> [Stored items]

┄┄┄┄┄┄┄┄┄┄

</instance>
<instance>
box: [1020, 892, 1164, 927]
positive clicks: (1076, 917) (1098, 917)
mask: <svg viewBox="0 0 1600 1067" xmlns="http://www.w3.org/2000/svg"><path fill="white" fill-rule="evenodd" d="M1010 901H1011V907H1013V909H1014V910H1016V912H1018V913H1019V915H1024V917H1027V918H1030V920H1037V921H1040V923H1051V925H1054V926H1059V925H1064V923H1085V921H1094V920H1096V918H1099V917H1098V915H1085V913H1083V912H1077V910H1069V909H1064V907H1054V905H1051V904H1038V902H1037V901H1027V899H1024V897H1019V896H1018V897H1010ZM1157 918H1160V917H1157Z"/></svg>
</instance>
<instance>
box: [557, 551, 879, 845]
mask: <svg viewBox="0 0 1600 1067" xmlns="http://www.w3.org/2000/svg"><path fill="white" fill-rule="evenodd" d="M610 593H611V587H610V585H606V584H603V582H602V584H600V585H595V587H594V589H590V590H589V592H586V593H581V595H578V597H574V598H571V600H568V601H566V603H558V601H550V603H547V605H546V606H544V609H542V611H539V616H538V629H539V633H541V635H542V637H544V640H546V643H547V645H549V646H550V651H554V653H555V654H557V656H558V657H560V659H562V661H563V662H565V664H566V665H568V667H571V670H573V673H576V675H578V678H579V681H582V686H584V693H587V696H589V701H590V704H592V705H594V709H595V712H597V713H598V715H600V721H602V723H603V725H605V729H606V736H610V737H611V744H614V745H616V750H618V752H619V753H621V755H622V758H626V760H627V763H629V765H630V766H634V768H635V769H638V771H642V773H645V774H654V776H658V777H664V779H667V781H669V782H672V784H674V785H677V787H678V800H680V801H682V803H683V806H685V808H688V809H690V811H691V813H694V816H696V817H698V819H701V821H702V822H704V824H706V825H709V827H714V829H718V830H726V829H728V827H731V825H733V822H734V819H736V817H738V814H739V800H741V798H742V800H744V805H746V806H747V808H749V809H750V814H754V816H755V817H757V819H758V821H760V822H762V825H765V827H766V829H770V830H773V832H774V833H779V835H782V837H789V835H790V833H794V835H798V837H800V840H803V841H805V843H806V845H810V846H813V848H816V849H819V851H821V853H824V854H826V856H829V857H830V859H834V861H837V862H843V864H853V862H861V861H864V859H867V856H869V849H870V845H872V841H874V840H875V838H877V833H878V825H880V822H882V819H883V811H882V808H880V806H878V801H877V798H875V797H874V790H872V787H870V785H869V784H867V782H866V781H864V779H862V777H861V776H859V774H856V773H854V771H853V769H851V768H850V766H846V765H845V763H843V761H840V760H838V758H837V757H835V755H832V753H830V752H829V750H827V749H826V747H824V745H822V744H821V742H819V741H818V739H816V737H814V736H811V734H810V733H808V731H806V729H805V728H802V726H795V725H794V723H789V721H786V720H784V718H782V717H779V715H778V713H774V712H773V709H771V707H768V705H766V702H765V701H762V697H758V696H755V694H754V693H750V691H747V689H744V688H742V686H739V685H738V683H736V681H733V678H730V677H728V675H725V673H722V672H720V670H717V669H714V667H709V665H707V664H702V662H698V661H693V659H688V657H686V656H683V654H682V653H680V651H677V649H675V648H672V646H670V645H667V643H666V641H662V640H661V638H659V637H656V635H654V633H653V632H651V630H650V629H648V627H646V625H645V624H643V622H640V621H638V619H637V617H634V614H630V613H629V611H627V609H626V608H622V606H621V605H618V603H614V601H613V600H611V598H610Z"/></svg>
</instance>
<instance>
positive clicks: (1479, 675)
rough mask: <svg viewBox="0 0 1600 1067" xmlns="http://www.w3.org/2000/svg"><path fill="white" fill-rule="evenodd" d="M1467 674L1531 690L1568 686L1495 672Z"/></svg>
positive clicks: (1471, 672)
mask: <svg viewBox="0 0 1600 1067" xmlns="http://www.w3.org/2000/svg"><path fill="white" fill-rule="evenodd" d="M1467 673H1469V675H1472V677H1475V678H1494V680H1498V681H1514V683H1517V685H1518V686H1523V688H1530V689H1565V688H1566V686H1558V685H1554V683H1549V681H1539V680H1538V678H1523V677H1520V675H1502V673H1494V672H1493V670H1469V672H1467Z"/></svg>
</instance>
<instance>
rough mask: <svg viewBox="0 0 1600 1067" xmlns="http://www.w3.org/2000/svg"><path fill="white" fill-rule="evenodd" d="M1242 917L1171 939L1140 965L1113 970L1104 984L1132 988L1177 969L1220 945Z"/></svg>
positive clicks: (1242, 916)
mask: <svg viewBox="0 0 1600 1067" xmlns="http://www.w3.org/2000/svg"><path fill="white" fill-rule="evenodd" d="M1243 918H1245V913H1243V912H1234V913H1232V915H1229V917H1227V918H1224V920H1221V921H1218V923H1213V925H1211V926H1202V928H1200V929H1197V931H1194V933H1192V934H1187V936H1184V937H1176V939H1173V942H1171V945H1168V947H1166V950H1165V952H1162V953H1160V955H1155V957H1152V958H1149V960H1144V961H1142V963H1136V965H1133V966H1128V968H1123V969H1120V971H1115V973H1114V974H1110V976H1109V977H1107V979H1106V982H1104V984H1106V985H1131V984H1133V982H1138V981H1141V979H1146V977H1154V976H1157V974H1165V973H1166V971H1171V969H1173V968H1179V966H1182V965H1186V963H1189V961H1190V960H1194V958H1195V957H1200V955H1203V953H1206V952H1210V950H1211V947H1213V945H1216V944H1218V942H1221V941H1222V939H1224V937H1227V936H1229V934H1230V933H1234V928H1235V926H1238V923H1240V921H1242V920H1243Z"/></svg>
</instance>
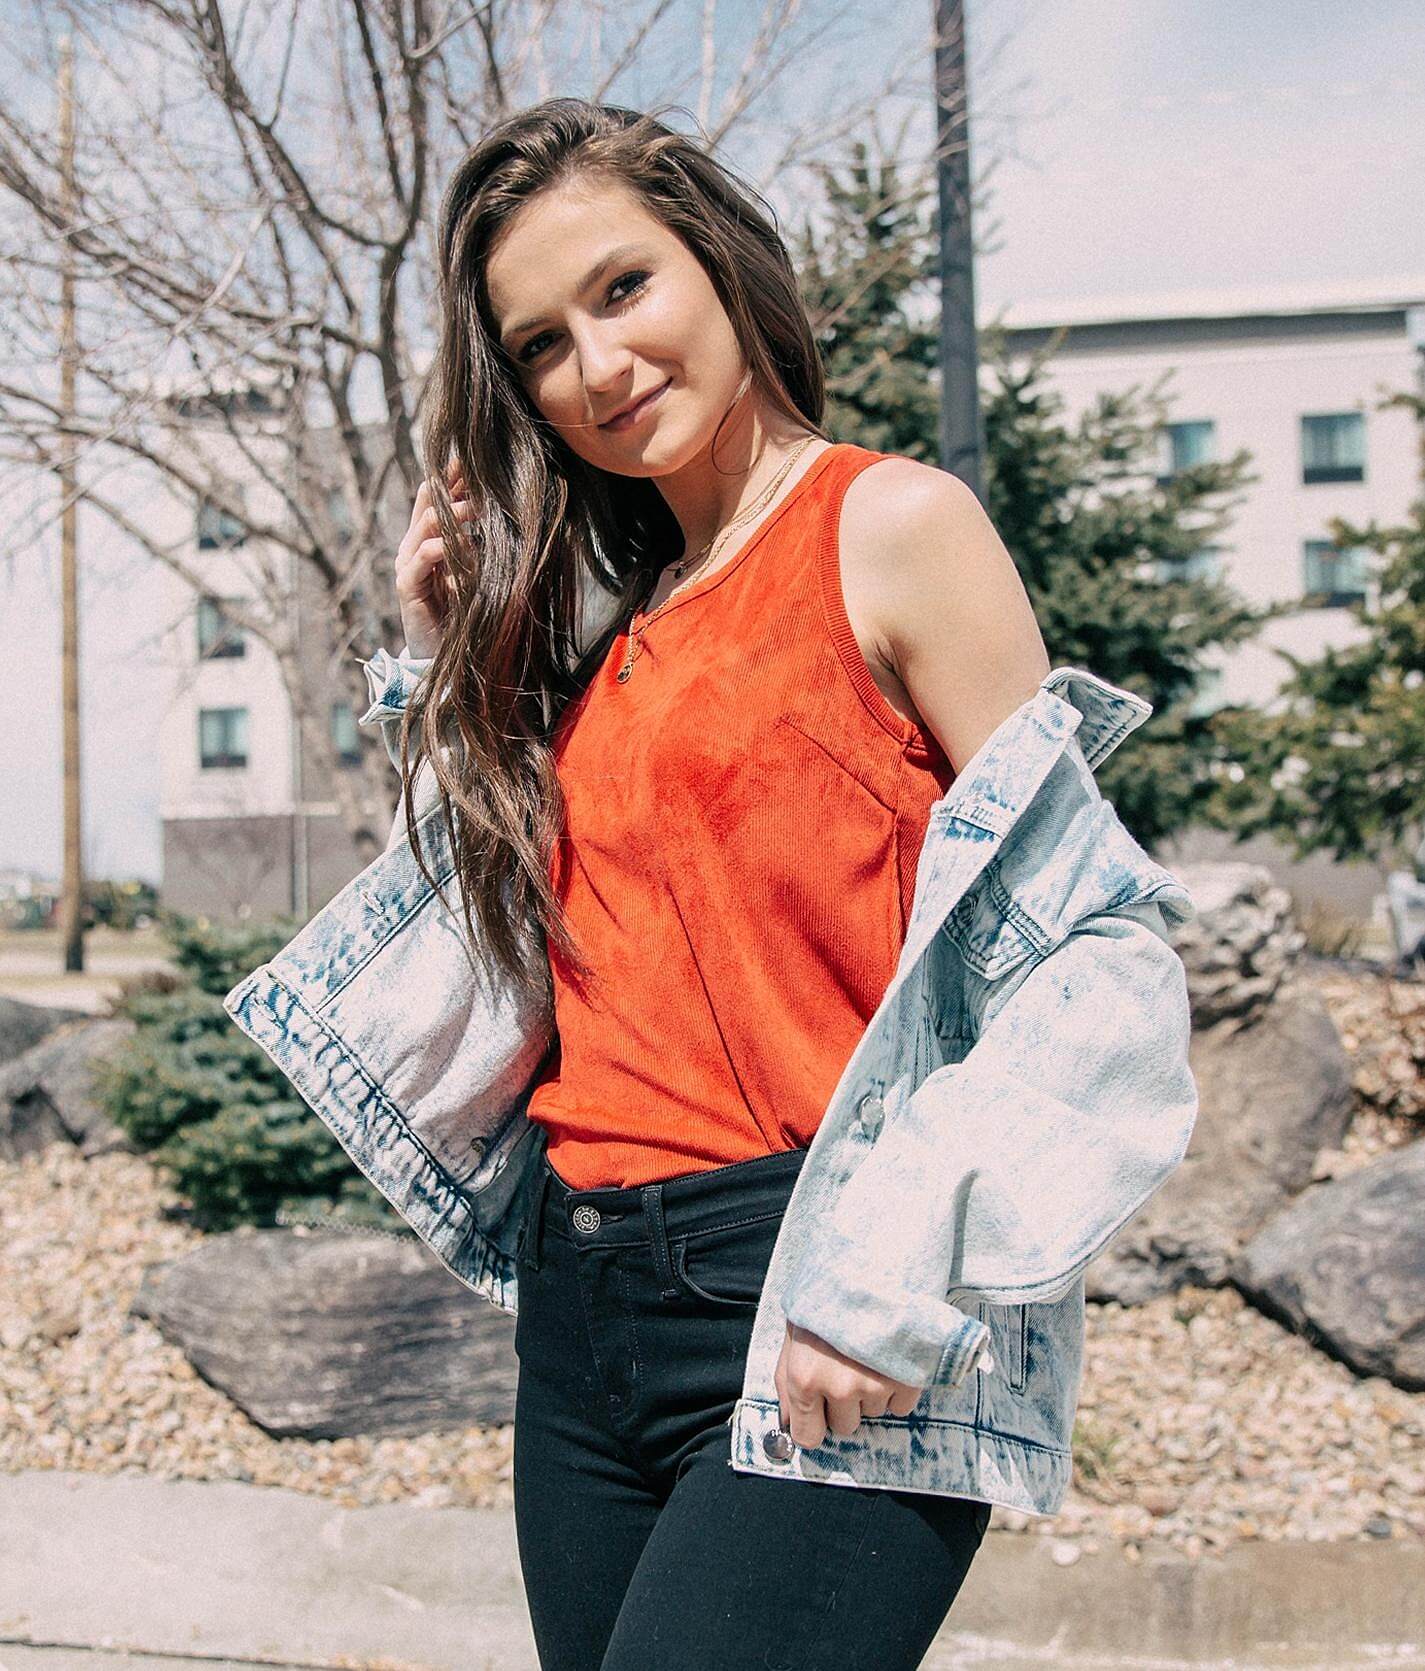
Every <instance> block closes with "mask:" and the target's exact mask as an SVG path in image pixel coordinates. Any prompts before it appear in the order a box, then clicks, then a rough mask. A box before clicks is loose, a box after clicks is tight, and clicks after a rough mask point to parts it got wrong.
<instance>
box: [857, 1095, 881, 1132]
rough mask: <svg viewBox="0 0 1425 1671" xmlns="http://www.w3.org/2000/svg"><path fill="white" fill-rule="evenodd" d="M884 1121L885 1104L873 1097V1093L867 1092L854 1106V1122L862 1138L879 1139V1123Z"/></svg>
mask: <svg viewBox="0 0 1425 1671" xmlns="http://www.w3.org/2000/svg"><path fill="white" fill-rule="evenodd" d="M882 1120H885V1103H882V1100H880V1098H879V1096H877V1095H875V1091H867V1093H865V1096H862V1100H860V1101H859V1103H857V1105H855V1121H857V1125H859V1126H860V1130H862V1135H864V1136H869V1138H872V1140H874V1138H879V1136H880V1121H882Z"/></svg>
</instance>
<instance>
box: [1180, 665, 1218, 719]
mask: <svg viewBox="0 0 1425 1671" xmlns="http://www.w3.org/2000/svg"><path fill="white" fill-rule="evenodd" d="M1221 705H1223V670H1221V668H1220V667H1204V668H1201V670H1199V672H1198V683H1196V688H1194V692H1193V698H1191V702H1189V705H1188V712H1189V714H1191V715H1194V717H1201V715H1203V714H1211V712H1213V710H1215V709H1220V707H1221Z"/></svg>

┄┄┄┄┄┄┄┄┄┄

> [What to do] How many lines of the listing above contain the string "positive"? Give only the number.

> [Answer box] 4